▶ [Job]:
Retype each of the rows below character for character, changing nothing.

▶ [Data lines]:
* * *

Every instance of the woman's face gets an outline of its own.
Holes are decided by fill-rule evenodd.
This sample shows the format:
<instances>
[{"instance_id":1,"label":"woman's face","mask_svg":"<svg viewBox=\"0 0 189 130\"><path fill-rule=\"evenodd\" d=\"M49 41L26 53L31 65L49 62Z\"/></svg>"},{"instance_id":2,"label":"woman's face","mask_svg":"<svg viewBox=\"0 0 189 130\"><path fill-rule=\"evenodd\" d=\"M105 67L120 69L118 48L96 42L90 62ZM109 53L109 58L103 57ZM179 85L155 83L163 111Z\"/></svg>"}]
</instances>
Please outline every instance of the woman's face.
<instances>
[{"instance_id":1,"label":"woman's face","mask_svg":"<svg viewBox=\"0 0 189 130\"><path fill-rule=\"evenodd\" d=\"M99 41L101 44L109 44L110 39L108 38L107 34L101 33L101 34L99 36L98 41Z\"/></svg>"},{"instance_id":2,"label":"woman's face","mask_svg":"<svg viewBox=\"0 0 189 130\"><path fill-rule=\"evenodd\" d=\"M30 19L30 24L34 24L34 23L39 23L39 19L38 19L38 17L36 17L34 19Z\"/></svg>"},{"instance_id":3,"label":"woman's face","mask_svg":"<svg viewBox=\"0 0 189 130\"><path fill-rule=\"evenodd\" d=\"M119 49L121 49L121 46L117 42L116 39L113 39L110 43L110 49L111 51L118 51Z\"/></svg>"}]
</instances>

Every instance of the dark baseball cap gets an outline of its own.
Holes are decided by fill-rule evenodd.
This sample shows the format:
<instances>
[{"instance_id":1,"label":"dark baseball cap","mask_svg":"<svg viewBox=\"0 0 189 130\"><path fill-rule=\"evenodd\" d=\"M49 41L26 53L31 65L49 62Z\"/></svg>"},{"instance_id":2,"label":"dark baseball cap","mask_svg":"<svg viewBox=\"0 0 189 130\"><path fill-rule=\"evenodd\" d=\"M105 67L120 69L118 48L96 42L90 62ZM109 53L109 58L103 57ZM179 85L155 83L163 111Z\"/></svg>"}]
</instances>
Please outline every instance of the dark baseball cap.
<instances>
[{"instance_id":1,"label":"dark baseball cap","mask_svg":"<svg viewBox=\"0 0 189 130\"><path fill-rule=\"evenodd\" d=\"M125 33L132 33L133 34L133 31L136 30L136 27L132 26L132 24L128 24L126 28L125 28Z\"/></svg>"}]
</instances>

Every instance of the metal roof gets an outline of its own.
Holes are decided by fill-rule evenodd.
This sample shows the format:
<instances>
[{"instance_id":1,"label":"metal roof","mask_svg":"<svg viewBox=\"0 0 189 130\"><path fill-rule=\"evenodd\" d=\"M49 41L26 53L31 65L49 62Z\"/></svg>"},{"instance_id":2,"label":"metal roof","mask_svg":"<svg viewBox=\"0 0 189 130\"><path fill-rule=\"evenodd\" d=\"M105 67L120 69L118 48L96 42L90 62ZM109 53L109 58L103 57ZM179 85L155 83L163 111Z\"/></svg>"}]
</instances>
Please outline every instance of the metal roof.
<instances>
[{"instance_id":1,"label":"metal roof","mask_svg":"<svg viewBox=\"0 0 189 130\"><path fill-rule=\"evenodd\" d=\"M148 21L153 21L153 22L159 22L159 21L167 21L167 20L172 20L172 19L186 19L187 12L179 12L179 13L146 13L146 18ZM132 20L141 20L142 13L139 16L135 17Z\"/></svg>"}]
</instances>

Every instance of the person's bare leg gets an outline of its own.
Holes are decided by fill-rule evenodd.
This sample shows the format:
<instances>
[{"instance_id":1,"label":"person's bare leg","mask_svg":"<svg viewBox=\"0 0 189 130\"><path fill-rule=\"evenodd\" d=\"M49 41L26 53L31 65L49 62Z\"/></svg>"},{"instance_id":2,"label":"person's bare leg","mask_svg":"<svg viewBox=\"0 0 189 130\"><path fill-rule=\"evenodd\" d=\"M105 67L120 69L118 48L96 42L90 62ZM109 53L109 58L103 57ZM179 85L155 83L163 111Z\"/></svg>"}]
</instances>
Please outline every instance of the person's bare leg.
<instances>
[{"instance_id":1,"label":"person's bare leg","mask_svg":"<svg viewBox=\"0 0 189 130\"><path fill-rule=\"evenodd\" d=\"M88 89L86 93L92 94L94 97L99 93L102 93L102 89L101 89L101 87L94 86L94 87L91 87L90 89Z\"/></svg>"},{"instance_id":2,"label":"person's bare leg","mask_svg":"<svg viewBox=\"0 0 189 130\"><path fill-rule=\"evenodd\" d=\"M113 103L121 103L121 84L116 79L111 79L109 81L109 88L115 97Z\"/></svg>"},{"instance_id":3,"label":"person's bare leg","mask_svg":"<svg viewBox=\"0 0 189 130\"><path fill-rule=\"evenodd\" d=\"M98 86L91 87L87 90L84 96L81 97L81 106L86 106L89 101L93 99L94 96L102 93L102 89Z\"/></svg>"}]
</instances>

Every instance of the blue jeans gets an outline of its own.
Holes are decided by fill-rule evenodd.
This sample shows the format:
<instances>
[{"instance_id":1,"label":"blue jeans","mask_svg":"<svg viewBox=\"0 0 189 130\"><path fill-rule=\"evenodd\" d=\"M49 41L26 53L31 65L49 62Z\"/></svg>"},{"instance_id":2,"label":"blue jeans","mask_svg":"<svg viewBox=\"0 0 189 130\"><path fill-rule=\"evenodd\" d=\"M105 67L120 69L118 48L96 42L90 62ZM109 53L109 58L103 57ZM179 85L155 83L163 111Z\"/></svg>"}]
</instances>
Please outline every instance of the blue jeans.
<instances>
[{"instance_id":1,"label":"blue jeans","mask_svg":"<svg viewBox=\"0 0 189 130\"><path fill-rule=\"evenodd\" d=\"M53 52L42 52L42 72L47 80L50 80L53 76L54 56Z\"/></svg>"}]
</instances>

* * *

▶ [Output for this exercise]:
Every instance of the woman's face gets an outline of its own.
Holes are decided by fill-rule evenodd.
This sample shows the format:
<instances>
[{"instance_id":1,"label":"woman's face","mask_svg":"<svg viewBox=\"0 0 189 130\"><path fill-rule=\"evenodd\" d=\"M49 41L26 53L31 65L49 62Z\"/></svg>"},{"instance_id":2,"label":"woman's face","mask_svg":"<svg viewBox=\"0 0 189 130\"><path fill-rule=\"evenodd\" d=\"M105 67L120 69L118 48L96 42L90 62ZM109 53L109 58L103 57ZM179 85L155 83L163 111Z\"/></svg>"}]
</instances>
Please outline every instance of the woman's face.
<instances>
[{"instance_id":1,"label":"woman's face","mask_svg":"<svg viewBox=\"0 0 189 130\"><path fill-rule=\"evenodd\" d=\"M99 41L101 44L109 44L110 39L108 38L107 34L101 33L101 34L99 36L98 41Z\"/></svg>"},{"instance_id":2,"label":"woman's face","mask_svg":"<svg viewBox=\"0 0 189 130\"><path fill-rule=\"evenodd\" d=\"M30 19L30 24L34 24L34 23L39 23L39 19L38 19L38 17L36 17L34 19Z\"/></svg>"},{"instance_id":3,"label":"woman's face","mask_svg":"<svg viewBox=\"0 0 189 130\"><path fill-rule=\"evenodd\" d=\"M119 49L121 49L121 46L117 42L116 39L113 39L110 43L110 49L111 51L118 51Z\"/></svg>"}]
</instances>

Every instance of the dark baseball cap gets an outline of its own.
Holes are decided by fill-rule evenodd.
This sample shows the format:
<instances>
[{"instance_id":1,"label":"dark baseball cap","mask_svg":"<svg viewBox=\"0 0 189 130\"><path fill-rule=\"evenodd\" d=\"M49 41L26 53L31 65L49 62Z\"/></svg>"},{"instance_id":2,"label":"dark baseball cap","mask_svg":"<svg viewBox=\"0 0 189 130\"><path fill-rule=\"evenodd\" d=\"M105 67L120 69L118 48L96 42L90 62ZM109 53L109 58L103 57ZM179 85L155 83L163 111Z\"/></svg>"}]
</instances>
Please outline every instance of the dark baseball cap.
<instances>
[{"instance_id":1,"label":"dark baseball cap","mask_svg":"<svg viewBox=\"0 0 189 130\"><path fill-rule=\"evenodd\" d=\"M125 33L132 33L133 34L133 31L136 30L136 27L132 26L132 24L128 24L126 28L125 28Z\"/></svg>"}]
</instances>

Every instance of the metal roof gets an outline of its own.
Holes are decided by fill-rule evenodd.
This sample shows the format:
<instances>
[{"instance_id":1,"label":"metal roof","mask_svg":"<svg viewBox=\"0 0 189 130\"><path fill-rule=\"evenodd\" d=\"M49 41L26 53L31 65L49 62Z\"/></svg>"},{"instance_id":2,"label":"metal roof","mask_svg":"<svg viewBox=\"0 0 189 130\"><path fill-rule=\"evenodd\" d=\"M105 67L120 69L118 48L96 42L90 62ZM109 53L109 58L103 57ZM179 85L155 83L163 111Z\"/></svg>"}]
</instances>
Please outline every instance of the metal roof.
<instances>
[{"instance_id":1,"label":"metal roof","mask_svg":"<svg viewBox=\"0 0 189 130\"><path fill-rule=\"evenodd\" d=\"M148 21L153 21L153 22L159 22L159 21L167 21L167 20L172 20L172 19L186 19L187 12L179 12L179 13L146 13L146 18ZM132 20L141 20L142 13L139 16L135 17Z\"/></svg>"}]
</instances>

Every instance of the person's bare leg gets an outline of its own.
Holes are decided by fill-rule evenodd.
This sample shows the format:
<instances>
[{"instance_id":1,"label":"person's bare leg","mask_svg":"<svg viewBox=\"0 0 189 130\"><path fill-rule=\"evenodd\" d=\"M49 41L26 53L31 65L49 62Z\"/></svg>"},{"instance_id":2,"label":"person's bare leg","mask_svg":"<svg viewBox=\"0 0 189 130\"><path fill-rule=\"evenodd\" d=\"M105 67L120 69L118 48L96 42L90 62ZM109 53L109 58L103 57ZM179 85L155 83L163 111Z\"/></svg>"}]
</instances>
Please outline every instance of the person's bare leg.
<instances>
[{"instance_id":1,"label":"person's bare leg","mask_svg":"<svg viewBox=\"0 0 189 130\"><path fill-rule=\"evenodd\" d=\"M88 89L86 93L92 94L94 97L99 93L102 93L102 89L101 89L101 87L94 86L94 87L91 87L90 89Z\"/></svg>"},{"instance_id":2,"label":"person's bare leg","mask_svg":"<svg viewBox=\"0 0 189 130\"><path fill-rule=\"evenodd\" d=\"M113 103L121 103L121 84L116 79L111 79L109 81L109 88L115 97Z\"/></svg>"},{"instance_id":3,"label":"person's bare leg","mask_svg":"<svg viewBox=\"0 0 189 130\"><path fill-rule=\"evenodd\" d=\"M98 86L91 87L87 90L84 96L81 97L81 106L86 106L89 101L93 99L94 96L102 93L102 89Z\"/></svg>"}]
</instances>

Every instance of the blue jeans gets an outline of its own.
Holes are decided by fill-rule evenodd.
This sample shows the format:
<instances>
[{"instance_id":1,"label":"blue jeans","mask_svg":"<svg viewBox=\"0 0 189 130\"><path fill-rule=\"evenodd\" d=\"M49 41L26 53L31 65L49 62Z\"/></svg>"},{"instance_id":2,"label":"blue jeans","mask_svg":"<svg viewBox=\"0 0 189 130\"><path fill-rule=\"evenodd\" d=\"M105 67L120 69L118 48L96 42L90 62ZM109 53L109 58L103 57ZM179 85L155 83L163 111Z\"/></svg>"}]
</instances>
Please outline every instance of the blue jeans.
<instances>
[{"instance_id":1,"label":"blue jeans","mask_svg":"<svg viewBox=\"0 0 189 130\"><path fill-rule=\"evenodd\" d=\"M53 52L42 52L42 72L47 80L50 80L53 76L54 56Z\"/></svg>"}]
</instances>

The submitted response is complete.